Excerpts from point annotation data

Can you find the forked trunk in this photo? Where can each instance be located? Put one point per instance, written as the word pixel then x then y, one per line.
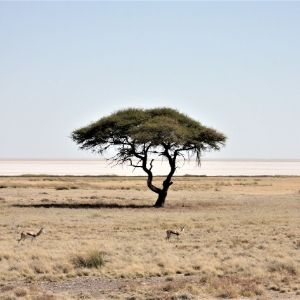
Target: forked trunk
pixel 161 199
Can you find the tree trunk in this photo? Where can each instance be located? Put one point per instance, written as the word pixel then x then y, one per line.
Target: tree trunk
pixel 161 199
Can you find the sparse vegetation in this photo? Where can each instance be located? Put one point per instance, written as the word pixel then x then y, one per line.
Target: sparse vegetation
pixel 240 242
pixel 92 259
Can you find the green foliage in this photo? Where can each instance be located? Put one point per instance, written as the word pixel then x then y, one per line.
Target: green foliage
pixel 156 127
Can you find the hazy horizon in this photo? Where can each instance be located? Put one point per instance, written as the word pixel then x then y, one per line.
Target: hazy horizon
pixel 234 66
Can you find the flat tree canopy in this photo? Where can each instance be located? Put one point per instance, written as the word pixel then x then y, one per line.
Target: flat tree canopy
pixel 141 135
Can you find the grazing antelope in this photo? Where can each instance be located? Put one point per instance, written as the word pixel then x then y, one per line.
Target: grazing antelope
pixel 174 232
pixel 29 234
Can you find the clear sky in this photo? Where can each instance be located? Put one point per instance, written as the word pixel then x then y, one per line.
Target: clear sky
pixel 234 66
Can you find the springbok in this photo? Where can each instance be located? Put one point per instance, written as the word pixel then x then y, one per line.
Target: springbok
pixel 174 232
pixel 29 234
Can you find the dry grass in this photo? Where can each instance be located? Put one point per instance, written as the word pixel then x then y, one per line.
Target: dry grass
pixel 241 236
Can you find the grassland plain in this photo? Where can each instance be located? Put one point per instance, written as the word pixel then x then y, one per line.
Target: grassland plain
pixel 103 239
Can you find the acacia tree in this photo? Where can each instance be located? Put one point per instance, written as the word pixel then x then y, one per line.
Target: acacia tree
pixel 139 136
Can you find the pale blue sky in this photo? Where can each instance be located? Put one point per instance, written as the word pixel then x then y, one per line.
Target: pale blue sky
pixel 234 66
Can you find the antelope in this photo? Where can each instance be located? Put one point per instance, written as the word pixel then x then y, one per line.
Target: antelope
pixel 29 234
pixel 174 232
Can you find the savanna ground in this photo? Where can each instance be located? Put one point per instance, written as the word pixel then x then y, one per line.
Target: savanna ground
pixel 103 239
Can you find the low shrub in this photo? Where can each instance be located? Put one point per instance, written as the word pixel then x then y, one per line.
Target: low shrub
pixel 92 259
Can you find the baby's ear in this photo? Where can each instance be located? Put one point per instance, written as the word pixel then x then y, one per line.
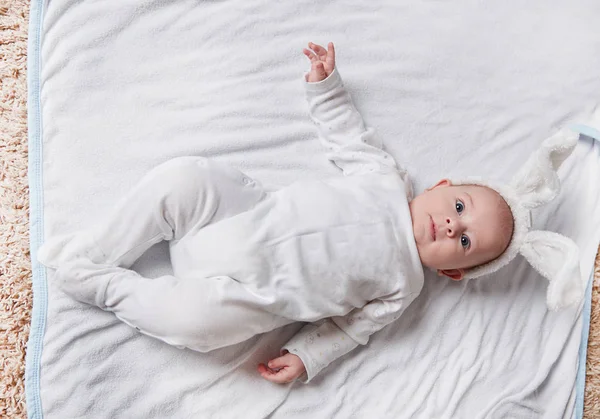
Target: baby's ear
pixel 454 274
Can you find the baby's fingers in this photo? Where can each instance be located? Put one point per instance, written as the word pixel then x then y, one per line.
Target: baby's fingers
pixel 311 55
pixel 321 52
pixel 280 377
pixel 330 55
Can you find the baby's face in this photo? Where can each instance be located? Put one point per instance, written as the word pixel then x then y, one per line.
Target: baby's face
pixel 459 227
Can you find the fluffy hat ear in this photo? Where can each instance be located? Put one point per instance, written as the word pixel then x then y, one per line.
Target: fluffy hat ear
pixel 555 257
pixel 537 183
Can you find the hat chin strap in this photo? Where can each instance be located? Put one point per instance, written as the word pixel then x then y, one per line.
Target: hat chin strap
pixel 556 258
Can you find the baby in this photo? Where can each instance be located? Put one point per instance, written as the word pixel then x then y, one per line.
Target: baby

» **Requirement**: Output verbatim the lines of the records above from the line containing "Can you find the baby's fingers" through the line containing "pixel 459 227", including both of those lines.

» **Final result**:
Can you find the baby's fingers in this photo? Where can each instance be located? Put one point per instance, written as the word pixel then x then y, one per line.
Target: baby's fingers
pixel 311 55
pixel 321 52
pixel 280 377
pixel 330 55
Can you find the baby's face in this photo? Where can each instance be located? Put one point per instance, written as the word pixel then x then y, one per line.
Target: baby's face
pixel 459 227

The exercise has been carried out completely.